---- Extracted material

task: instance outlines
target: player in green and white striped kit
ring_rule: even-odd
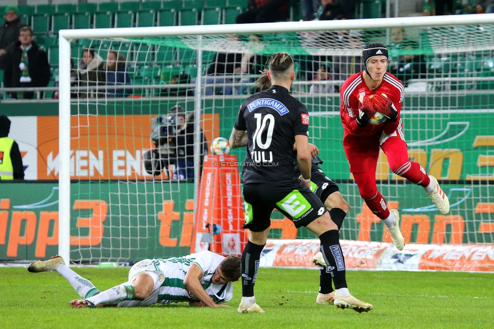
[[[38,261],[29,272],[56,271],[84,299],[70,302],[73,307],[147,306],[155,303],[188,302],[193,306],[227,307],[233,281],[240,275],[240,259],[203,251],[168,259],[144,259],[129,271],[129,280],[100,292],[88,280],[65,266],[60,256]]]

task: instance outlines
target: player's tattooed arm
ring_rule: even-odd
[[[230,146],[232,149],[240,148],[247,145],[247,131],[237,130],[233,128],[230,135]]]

--------

Rescale the entries above by reproducing every line, requests included, with each polygon coordinate multiplied by 0.4 and rounded to the nearest whole number, halves rounded up. Omit the pictures from your answer.

[The response]
task: instance outlines
target: player in green and white striped kit
ring_rule: even-odd
[[[15,104],[12,109],[22,108],[34,120],[28,121],[29,123],[59,122],[62,121],[75,121],[77,122],[91,123],[93,112],[96,110],[96,104],[81,100],[67,104],[58,104],[52,108],[52,112],[40,117],[35,112],[26,106],[24,102]]]

task: instance outlines
target: player's tattooed arm
ring_rule: even-odd
[[[92,58],[93,60],[96,59],[99,58],[99,52],[95,52],[93,51],[92,54]]]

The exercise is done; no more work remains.